_Task requirements_
Your task is to reproduce, verbatim and without pictures, the lines from the opening of the listing through the line containing "column 257, row 12".

▬▬▬

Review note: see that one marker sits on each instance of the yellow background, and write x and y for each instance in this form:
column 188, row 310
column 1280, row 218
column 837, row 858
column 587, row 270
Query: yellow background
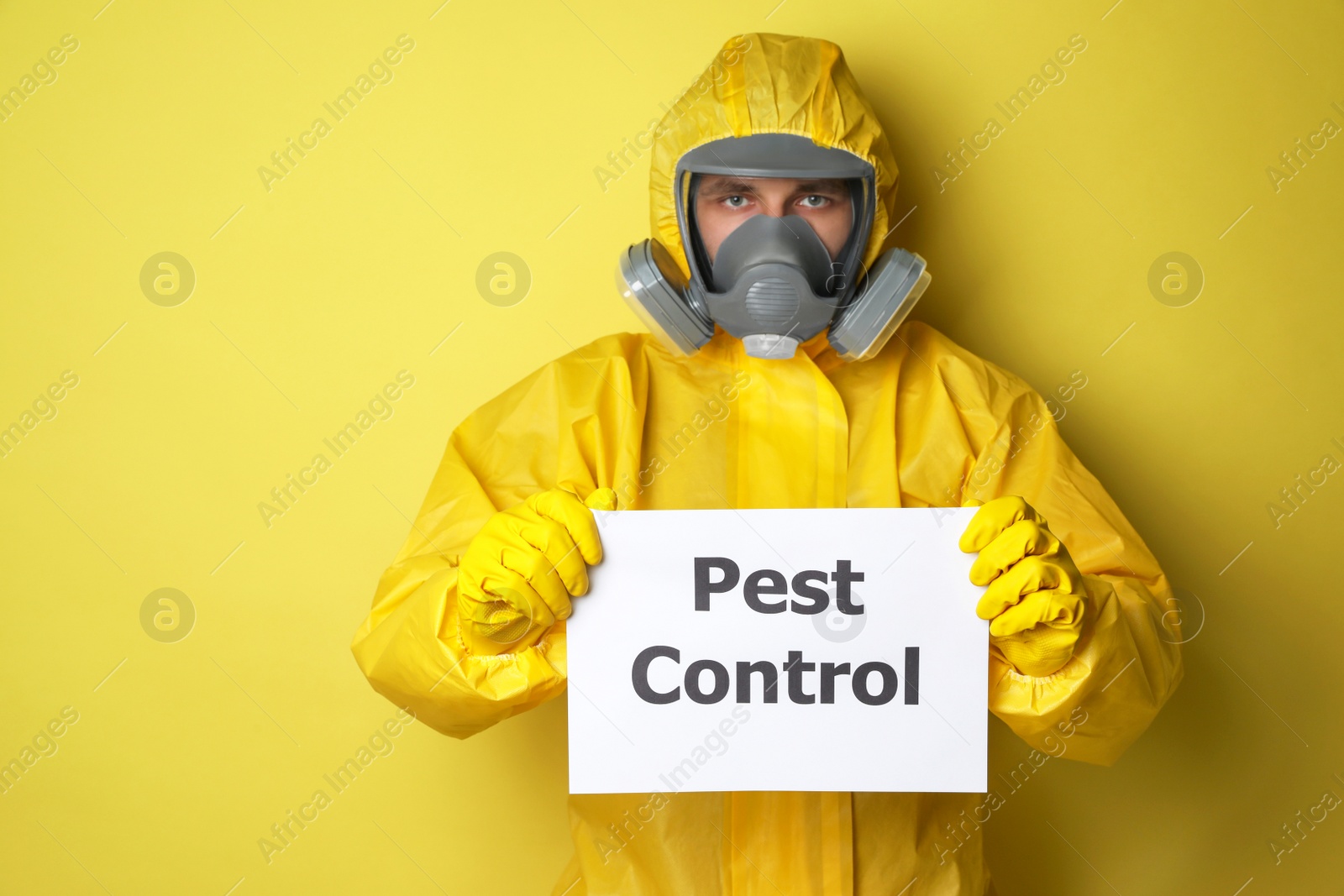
column 349, row 270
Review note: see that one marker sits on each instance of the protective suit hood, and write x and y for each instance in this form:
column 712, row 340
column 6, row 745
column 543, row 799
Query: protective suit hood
column 768, row 83
column 772, row 107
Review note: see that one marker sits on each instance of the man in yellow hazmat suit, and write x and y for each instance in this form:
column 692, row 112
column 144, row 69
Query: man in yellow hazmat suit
column 468, row 624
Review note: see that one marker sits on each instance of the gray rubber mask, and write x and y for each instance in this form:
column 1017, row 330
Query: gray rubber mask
column 773, row 275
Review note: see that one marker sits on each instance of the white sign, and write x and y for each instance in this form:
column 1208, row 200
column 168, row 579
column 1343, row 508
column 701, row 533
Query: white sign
column 815, row 649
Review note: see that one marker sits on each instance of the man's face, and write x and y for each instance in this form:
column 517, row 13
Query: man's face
column 723, row 202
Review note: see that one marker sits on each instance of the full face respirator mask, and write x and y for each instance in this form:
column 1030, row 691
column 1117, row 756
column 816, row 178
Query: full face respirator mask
column 773, row 284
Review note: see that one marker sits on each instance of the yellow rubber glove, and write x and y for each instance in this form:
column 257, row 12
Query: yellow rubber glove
column 1035, row 598
column 522, row 567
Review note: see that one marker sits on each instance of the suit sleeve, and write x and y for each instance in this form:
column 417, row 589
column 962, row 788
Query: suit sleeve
column 1126, row 663
column 542, row 432
column 981, row 432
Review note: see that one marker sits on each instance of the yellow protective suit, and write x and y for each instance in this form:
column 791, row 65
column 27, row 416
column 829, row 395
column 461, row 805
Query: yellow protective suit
column 925, row 423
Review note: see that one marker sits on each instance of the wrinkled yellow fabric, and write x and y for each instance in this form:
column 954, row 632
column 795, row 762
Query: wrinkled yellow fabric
column 925, row 423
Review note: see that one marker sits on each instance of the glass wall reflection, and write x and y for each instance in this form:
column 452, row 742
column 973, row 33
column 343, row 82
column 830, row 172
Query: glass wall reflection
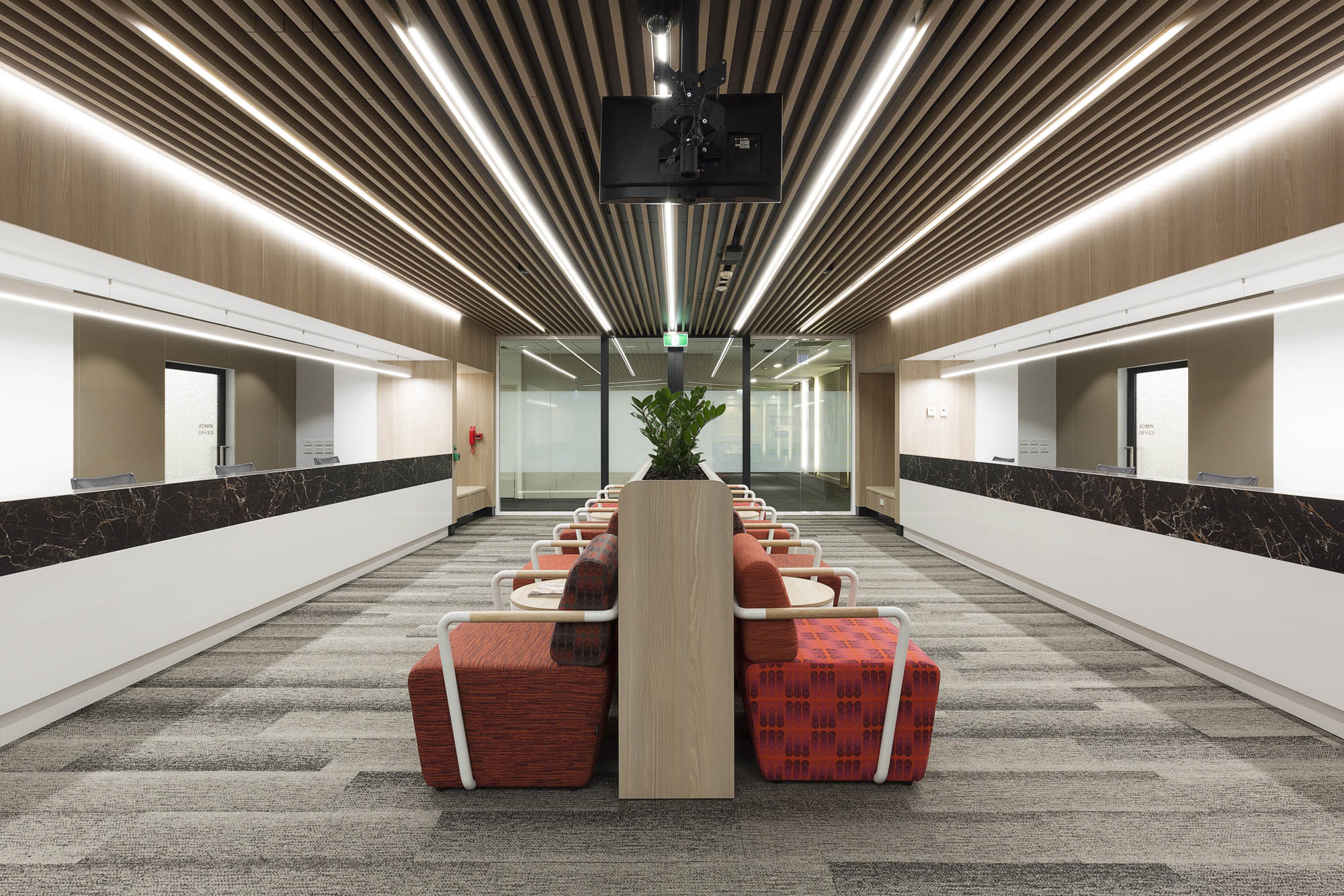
column 550, row 424
column 638, row 369
column 802, row 424
column 717, row 365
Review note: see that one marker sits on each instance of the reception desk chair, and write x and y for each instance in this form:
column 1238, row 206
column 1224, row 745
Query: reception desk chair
column 1228, row 480
column 81, row 483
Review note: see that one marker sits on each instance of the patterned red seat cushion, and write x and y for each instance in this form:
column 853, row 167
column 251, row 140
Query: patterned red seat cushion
column 821, row 715
column 592, row 585
column 583, row 535
column 804, row 561
column 530, row 722
column 757, row 585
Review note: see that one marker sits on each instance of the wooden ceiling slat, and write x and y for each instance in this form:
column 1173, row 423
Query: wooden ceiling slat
column 990, row 73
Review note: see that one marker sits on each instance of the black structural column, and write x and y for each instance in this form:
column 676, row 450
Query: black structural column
column 747, row 410
column 677, row 370
column 604, row 427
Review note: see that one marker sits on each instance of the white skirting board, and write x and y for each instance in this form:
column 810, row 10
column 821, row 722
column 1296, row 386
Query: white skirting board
column 1217, row 612
column 81, row 631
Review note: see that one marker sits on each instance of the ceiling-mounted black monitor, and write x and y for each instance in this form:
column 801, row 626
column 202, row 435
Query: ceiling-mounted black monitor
column 743, row 162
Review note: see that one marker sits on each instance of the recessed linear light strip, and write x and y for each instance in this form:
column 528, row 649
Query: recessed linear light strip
column 728, row 345
column 661, row 54
column 135, row 316
column 1273, row 120
column 464, row 114
column 1217, row 316
column 187, row 178
column 318, row 159
column 577, row 355
column 1014, row 156
column 558, row 370
column 893, row 65
column 771, row 353
column 804, row 362
column 628, row 366
column 670, row 261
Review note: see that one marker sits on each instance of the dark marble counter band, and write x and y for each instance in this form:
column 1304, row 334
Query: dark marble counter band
column 38, row 533
column 1284, row 527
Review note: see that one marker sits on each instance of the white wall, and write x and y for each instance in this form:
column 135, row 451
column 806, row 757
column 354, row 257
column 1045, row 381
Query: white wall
column 1308, row 406
column 1198, row 604
column 355, row 414
column 315, row 432
column 997, row 414
column 37, row 401
column 1037, row 413
column 80, row 631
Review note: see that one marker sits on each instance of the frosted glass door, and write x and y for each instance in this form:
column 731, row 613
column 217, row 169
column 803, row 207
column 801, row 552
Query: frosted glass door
column 192, row 424
column 1162, row 422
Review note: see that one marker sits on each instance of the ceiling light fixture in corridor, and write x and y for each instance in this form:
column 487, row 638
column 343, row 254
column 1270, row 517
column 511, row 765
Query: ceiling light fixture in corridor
column 872, row 104
column 463, row 111
column 225, row 89
column 1005, row 165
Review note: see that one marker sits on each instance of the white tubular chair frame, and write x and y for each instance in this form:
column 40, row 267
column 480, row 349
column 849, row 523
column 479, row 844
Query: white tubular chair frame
column 898, row 662
column 498, row 597
column 446, row 655
column 841, row 573
column 764, row 525
column 553, row 543
column 795, row 543
column 580, row 527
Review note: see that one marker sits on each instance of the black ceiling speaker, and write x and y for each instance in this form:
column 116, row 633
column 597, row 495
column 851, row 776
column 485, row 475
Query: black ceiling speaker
column 658, row 17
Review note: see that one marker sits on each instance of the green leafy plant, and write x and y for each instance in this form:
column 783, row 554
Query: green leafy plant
column 673, row 422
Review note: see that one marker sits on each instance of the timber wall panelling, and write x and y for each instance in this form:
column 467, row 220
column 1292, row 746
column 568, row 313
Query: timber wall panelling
column 64, row 185
column 416, row 416
column 119, row 381
column 877, row 447
column 923, row 388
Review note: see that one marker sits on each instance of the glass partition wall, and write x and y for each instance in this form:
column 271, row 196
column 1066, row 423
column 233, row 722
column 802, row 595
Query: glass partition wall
column 550, row 424
column 802, row 435
column 638, row 369
column 550, row 401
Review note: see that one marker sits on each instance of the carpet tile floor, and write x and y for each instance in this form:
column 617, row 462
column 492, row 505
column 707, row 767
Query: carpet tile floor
column 1065, row 761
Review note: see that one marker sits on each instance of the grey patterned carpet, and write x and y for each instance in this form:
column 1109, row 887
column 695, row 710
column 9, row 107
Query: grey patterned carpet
column 1065, row 761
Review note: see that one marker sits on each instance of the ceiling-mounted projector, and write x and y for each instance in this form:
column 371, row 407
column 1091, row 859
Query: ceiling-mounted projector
column 694, row 146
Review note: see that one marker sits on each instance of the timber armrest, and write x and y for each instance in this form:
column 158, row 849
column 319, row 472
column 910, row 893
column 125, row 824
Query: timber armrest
column 446, row 654
column 498, row 597
column 812, row 573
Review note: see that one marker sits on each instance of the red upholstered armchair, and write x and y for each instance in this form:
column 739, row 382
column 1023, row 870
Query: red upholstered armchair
column 522, row 699
column 816, row 683
column 780, row 555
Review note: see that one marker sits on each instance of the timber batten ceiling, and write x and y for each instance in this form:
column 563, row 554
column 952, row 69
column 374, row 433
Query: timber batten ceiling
column 984, row 77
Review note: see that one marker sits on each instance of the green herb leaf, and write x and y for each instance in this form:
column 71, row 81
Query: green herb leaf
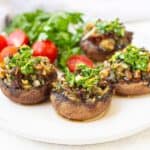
column 84, row 77
column 24, row 60
column 133, row 56
column 111, row 27
column 40, row 25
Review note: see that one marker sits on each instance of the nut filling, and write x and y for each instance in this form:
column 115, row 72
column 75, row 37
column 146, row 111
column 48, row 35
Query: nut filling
column 130, row 65
column 83, row 86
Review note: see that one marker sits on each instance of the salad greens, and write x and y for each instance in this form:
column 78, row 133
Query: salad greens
column 111, row 27
column 135, row 57
column 63, row 28
column 24, row 60
column 84, row 77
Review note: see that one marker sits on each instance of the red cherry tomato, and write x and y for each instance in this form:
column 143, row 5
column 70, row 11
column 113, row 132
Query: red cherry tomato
column 45, row 48
column 8, row 51
column 3, row 42
column 74, row 60
column 18, row 38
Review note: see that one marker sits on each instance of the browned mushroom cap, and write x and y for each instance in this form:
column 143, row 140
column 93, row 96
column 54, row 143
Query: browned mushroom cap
column 97, row 53
column 78, row 111
column 28, row 97
column 133, row 88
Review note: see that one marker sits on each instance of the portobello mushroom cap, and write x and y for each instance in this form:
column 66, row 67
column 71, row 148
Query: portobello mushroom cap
column 97, row 53
column 78, row 111
column 32, row 96
column 132, row 88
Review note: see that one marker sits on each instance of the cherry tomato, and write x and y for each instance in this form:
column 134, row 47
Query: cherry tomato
column 74, row 60
column 18, row 38
column 8, row 51
column 45, row 48
column 3, row 42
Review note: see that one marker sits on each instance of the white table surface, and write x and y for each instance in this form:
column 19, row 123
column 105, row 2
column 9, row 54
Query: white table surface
column 8, row 141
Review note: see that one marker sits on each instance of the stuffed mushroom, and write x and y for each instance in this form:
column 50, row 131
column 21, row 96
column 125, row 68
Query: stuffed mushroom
column 129, row 71
column 101, row 39
column 26, row 79
column 81, row 95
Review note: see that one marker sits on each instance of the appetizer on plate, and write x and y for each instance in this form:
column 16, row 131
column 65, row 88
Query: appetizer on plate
column 129, row 71
column 101, row 39
column 26, row 79
column 81, row 95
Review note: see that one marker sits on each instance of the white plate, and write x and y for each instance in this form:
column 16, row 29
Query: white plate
column 125, row 117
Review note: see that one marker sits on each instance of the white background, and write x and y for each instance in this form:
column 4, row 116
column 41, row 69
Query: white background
column 138, row 142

▬▬▬

_Exercise response_
Review note: see that one marker sits on each instance of the yellow background, and write x and y for each instance in this form:
column 188, row 310
column 1280, row 218
column 837, row 858
column 587, row 270
Query: yellow background
column 349, row 270
Review note: see that one marker sits on each instance of the protective suit hood, and write x and y for each instance in this form:
column 712, row 340
column 6, row 745
column 543, row 799
Query: protective suit hood
column 768, row 83
column 772, row 107
Review note: see that one marker sits on each instance of the man in yellow hazmat suit, and write x and y for each instance in this form:
column 692, row 112
column 144, row 69
Query: man in yellow hazmat suit
column 468, row 624
Review note: see that one marker sits on each instance of the gray rubber mask, and write x and y for each instance in this form:
column 1017, row 330
Query: gray rubber mask
column 773, row 275
Review note: see that one marker sits on each instance of the white sign, and write x and y for each instance in this form:
column 1208, row 200
column 168, row 579
column 1343, row 508
column 701, row 533
Query: white sign
column 815, row 649
Review note: see that one marker sits on each instance of the man's face, and write x and y for each instance in this form:
column 517, row 13
Query: man's face
column 723, row 202
Review note: see that one marker sits on each instance of the full face respirator mask, and write x and y for each instance in this form:
column 1030, row 691
column 1117, row 756
column 816, row 178
Query: full face respirator mask
column 773, row 284
Review note: see that one marker sits on each instance of the yellow rubber glove, and write x and y for each instance in this form:
column 257, row 12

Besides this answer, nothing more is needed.